:: Aim A ::
Collect every line of the entries below that contains the string "handle", matching case exactly, and copy each one unchanged.

:: Page text ::

++++

Skip to Content

Search: {{$root.lsaSearchQuery.q}}, Page {{$}}

AIM Seminar: Matryoshka Policy Gradient for Max-Entropy Reinforcement Learning

François Ged, École Polytechnique Fédérale de Lausanne
Friday, January 27, 2023
3:00-4:00 PM
1084 East Hall Map
Reinforcement Learning (RL) is the area of Machine Learning specialized in tasks where an agent interacts with its environment through a sequence of actions, chosen according to its policy. The agent’s goal is to maximize the rewards collected along the way. Regularizing the rewards by giving the agent entropy bonuses induced by its policy has recently become more and more common. The major benefits are: enhancement of the exploration of the environment, a unique stochastic optimal policy, and an increase in the robustness of the agent to adversarial modifications of the rewards.

Typically, RL algorithms (such as policy gradient, Q-learning, etc) update the parameters of the agent’s policy based on how well the policy performs in future state. In this talk, after briefly illustrating how this way of training makes it hard to establish the convergence to a global optimum, I will present a novel algorithm called Matryoshka Policy Gradient (MPG). Its implementation is very intuitive and relies on the following idea: instead of learning to optimize an objective with fixed horizon (possibly infinite), the agent with MPG learns to optimize policies for all horizons simultaneously, from small to large in a nested way (recalling the image of Matryoshka dolls). Theoretically, under mild assumptions, our most important results can be summarized as follows:

1. training converges;
2. the limit is the unique optimal policy;
3. for policies parametrized by a neural network, we provide a simple sufficient criterion at convergence for the global optimality of the limit, in terms of the neural tangent kernel of the neural network.

++++

:: Records ::
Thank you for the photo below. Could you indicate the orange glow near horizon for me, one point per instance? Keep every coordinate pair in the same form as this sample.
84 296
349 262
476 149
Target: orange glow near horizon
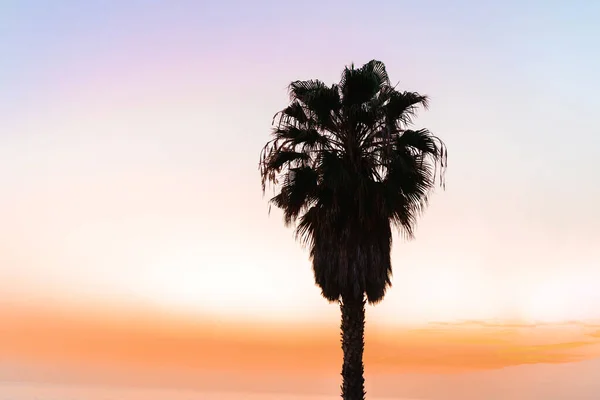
144 340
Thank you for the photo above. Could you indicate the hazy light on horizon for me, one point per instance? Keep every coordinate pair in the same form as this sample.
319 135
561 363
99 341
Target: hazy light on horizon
130 137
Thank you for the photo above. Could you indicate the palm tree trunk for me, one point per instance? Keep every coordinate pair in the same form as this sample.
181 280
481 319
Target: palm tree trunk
353 344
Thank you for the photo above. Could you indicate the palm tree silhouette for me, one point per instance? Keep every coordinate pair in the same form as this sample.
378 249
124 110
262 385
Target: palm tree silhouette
346 169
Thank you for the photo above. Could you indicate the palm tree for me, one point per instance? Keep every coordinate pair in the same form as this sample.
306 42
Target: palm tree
346 170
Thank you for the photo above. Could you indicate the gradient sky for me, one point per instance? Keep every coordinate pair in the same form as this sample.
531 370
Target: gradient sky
130 134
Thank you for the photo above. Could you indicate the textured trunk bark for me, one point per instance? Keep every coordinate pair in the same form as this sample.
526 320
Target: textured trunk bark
353 344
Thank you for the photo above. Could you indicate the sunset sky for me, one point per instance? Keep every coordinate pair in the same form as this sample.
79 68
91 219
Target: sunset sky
134 233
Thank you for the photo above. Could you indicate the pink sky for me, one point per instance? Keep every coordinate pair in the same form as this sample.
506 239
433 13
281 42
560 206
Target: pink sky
129 142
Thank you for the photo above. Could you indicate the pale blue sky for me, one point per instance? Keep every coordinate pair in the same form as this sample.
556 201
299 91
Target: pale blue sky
176 97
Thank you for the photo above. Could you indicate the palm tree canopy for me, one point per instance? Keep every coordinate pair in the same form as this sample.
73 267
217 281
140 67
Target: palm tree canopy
346 170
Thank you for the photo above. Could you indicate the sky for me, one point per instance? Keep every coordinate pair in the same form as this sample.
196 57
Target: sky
130 135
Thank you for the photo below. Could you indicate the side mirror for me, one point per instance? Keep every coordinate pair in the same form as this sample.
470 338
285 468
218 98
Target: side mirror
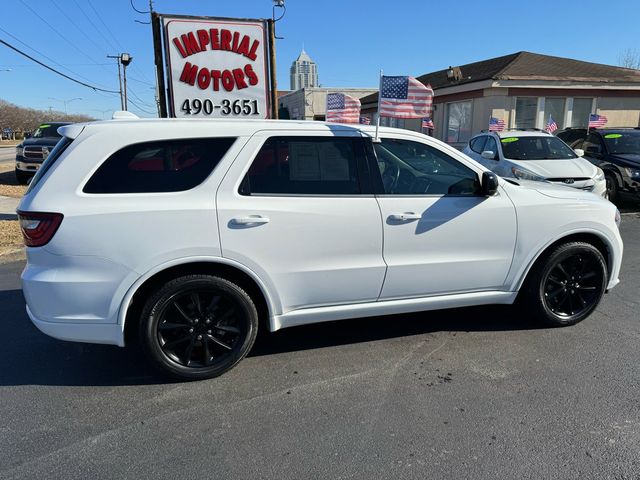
593 150
489 184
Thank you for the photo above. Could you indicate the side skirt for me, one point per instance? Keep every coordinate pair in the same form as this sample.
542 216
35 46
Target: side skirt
389 307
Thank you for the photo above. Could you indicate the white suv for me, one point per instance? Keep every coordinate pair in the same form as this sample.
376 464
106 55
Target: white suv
195 233
536 155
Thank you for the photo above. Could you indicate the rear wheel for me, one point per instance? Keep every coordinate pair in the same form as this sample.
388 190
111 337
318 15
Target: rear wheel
198 326
22 177
567 285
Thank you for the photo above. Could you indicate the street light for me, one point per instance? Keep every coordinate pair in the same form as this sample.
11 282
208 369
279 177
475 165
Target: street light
123 59
65 102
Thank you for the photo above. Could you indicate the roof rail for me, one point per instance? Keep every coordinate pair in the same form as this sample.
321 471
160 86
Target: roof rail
124 115
525 129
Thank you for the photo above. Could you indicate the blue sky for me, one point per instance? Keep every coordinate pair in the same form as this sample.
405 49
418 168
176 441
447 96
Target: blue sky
350 40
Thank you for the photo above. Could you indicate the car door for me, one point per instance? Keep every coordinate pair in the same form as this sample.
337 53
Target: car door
297 209
440 235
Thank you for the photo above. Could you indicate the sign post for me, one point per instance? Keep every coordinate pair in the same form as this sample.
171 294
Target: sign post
218 67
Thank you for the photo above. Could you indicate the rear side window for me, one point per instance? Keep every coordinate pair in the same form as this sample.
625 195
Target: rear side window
57 151
159 166
304 165
477 144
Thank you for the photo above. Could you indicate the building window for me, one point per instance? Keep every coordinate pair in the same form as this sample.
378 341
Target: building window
458 122
526 109
581 111
555 108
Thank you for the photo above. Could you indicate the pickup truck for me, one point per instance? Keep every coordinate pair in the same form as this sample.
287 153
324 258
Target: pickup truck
34 150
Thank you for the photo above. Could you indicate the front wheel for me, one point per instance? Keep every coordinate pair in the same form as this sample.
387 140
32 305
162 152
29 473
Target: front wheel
198 326
567 285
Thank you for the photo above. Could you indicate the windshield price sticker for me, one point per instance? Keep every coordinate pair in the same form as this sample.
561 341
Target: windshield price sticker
217 67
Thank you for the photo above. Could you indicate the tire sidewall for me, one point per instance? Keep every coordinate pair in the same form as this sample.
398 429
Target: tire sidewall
559 255
152 314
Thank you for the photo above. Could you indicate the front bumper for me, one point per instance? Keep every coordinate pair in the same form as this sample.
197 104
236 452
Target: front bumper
28 167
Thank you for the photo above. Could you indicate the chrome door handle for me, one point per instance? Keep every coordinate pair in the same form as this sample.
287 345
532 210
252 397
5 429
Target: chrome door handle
403 217
250 220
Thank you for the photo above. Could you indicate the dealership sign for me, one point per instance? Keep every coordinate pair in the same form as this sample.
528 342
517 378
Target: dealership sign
216 67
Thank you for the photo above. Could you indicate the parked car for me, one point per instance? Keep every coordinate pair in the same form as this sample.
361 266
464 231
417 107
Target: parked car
34 150
196 233
616 151
535 155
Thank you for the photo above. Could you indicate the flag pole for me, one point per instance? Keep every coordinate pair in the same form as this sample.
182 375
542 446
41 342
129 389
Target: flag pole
377 138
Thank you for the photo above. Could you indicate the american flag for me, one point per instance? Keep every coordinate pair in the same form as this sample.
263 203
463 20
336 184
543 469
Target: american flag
342 108
597 121
404 97
496 124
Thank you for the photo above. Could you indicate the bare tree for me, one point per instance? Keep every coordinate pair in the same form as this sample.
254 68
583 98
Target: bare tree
630 58
21 120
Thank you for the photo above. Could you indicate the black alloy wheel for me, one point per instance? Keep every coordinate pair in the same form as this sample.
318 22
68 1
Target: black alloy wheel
566 286
198 326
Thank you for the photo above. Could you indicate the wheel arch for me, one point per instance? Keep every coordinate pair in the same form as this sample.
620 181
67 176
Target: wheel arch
592 237
133 301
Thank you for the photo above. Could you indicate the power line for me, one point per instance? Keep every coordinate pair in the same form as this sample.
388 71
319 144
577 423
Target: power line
45 56
80 29
92 87
56 31
139 11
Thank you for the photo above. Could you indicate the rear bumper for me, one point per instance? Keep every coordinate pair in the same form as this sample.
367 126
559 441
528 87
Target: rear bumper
75 298
109 334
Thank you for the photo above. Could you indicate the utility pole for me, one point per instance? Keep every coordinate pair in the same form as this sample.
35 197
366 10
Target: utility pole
123 59
117 57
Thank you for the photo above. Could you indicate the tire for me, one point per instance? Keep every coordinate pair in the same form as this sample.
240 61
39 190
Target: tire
566 285
612 188
198 326
22 177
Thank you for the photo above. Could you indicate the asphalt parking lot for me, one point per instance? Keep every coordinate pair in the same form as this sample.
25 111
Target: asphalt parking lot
467 393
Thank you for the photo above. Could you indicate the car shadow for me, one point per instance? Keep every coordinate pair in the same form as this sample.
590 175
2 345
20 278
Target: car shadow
31 358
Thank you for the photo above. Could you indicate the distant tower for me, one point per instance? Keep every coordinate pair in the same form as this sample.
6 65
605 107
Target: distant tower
304 72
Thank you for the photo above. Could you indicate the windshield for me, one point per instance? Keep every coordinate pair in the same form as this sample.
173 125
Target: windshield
535 148
46 130
622 142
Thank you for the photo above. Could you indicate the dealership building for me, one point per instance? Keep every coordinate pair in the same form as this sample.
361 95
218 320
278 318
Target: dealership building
311 103
523 89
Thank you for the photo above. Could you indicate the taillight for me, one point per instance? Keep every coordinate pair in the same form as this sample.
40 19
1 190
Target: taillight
38 228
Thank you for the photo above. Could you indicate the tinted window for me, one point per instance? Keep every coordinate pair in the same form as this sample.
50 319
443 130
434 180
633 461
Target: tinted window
159 166
477 144
57 151
492 146
46 130
592 144
622 142
304 165
535 148
412 168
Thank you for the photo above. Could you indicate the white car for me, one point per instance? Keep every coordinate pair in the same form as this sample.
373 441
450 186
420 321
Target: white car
196 233
536 155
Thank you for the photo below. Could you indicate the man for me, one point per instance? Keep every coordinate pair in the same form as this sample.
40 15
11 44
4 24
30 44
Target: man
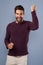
17 36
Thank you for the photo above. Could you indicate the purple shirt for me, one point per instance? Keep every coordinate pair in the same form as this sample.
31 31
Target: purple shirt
19 35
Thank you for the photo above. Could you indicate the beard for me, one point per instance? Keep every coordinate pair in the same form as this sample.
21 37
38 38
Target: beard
19 20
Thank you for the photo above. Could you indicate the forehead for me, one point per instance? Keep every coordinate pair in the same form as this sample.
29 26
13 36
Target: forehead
19 11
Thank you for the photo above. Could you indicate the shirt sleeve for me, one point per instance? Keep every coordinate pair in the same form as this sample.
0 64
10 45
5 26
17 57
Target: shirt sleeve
7 36
34 25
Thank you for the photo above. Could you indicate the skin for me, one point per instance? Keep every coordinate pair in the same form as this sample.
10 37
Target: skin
19 17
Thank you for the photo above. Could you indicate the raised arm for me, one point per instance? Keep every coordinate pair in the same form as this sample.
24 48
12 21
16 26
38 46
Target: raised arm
34 24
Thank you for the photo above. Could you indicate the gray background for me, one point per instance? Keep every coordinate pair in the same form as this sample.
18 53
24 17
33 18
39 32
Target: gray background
35 45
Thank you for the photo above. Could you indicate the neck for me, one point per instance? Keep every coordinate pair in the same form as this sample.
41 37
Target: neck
19 22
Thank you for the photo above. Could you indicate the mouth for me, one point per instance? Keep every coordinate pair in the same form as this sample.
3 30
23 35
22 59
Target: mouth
19 19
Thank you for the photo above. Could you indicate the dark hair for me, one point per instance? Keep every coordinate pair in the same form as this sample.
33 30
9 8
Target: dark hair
18 7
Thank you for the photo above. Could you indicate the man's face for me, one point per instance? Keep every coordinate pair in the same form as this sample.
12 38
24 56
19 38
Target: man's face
19 15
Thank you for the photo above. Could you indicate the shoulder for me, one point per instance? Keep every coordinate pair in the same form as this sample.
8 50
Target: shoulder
10 24
25 21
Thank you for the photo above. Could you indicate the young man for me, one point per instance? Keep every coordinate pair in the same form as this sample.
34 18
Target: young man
17 36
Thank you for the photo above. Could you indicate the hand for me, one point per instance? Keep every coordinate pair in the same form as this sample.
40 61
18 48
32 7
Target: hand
33 8
10 45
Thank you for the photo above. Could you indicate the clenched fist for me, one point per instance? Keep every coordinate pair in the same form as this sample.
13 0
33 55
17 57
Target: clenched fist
33 8
10 45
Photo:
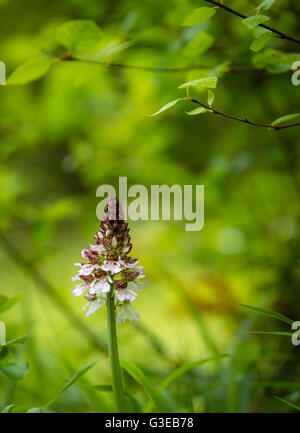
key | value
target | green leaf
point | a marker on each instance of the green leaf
(210, 97)
(166, 107)
(29, 71)
(4, 354)
(285, 119)
(266, 4)
(8, 408)
(201, 43)
(108, 388)
(181, 370)
(155, 395)
(287, 334)
(186, 367)
(275, 61)
(287, 402)
(255, 20)
(6, 303)
(270, 313)
(198, 110)
(198, 16)
(35, 410)
(262, 36)
(19, 340)
(71, 381)
(103, 388)
(15, 371)
(79, 35)
(209, 82)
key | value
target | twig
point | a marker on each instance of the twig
(238, 14)
(238, 119)
(112, 65)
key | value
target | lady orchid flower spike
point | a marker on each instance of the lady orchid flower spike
(109, 268)
(110, 276)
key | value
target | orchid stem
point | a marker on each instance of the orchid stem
(117, 383)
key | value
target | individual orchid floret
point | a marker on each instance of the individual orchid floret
(109, 271)
(127, 313)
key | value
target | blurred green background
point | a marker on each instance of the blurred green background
(83, 125)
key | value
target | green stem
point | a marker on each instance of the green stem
(114, 355)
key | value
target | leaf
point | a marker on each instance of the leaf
(270, 313)
(266, 4)
(285, 119)
(255, 20)
(180, 371)
(15, 371)
(155, 395)
(108, 388)
(35, 410)
(198, 16)
(210, 97)
(209, 82)
(199, 44)
(262, 38)
(29, 71)
(103, 388)
(287, 402)
(8, 408)
(275, 61)
(198, 110)
(71, 381)
(166, 107)
(185, 367)
(287, 334)
(79, 35)
(6, 303)
(19, 340)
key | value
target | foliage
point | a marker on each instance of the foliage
(83, 81)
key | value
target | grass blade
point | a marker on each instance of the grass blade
(270, 313)
(70, 382)
(155, 395)
(185, 367)
(287, 402)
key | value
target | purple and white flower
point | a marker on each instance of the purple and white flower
(109, 268)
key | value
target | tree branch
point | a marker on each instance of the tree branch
(238, 14)
(112, 65)
(238, 119)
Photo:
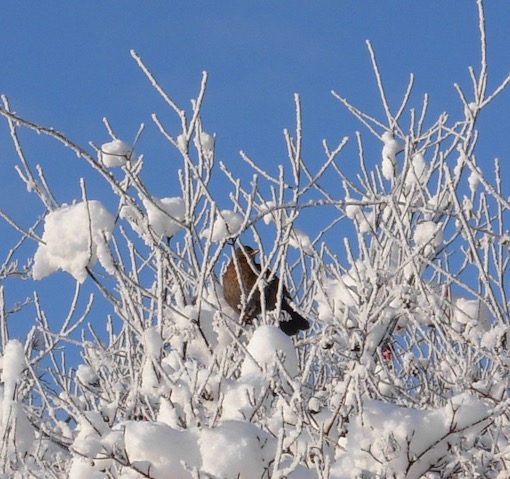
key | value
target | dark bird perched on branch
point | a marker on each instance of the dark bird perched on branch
(243, 266)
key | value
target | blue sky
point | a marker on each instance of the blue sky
(67, 65)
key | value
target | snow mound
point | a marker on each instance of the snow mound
(75, 237)
(165, 215)
(115, 153)
(267, 344)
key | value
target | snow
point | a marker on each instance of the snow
(115, 153)
(165, 215)
(236, 449)
(389, 152)
(75, 237)
(384, 438)
(267, 344)
(428, 236)
(225, 225)
(205, 143)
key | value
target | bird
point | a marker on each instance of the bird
(248, 290)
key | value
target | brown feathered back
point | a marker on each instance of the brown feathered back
(243, 266)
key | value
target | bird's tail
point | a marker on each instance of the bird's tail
(295, 324)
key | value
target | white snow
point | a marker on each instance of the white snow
(205, 143)
(75, 237)
(267, 343)
(384, 438)
(429, 236)
(225, 225)
(115, 153)
(165, 215)
(389, 152)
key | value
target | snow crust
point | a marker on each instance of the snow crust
(115, 153)
(75, 237)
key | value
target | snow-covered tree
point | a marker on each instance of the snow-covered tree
(403, 373)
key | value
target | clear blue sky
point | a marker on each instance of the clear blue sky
(67, 64)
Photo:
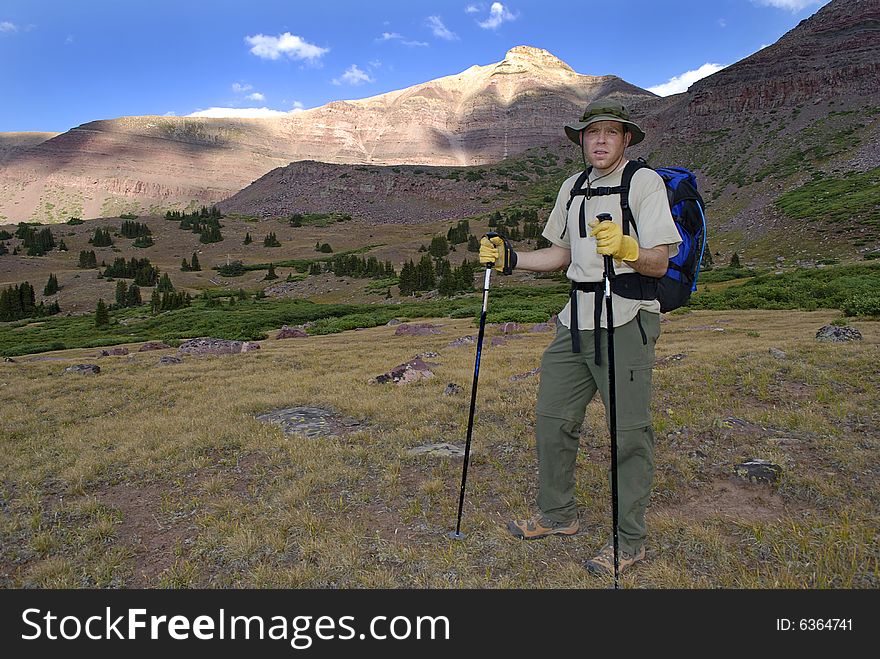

++++

:: Aim B ::
According to the seminar announcement, what are the major benefits of giving the agent entropy bonuses? List all of them.

:: Result A ::
Thank you for the photo above. Could you indicate the chrome door handle for me, one point per instance? Keep every coordinate pair in the same form as this sample.
Target: chrome door handle

:: Result B ::
- Enhancement of the exploration of the environment
- A unique stochastic optimal policy
- An increase in the robustness of the agent to adversarial modifications of the rewards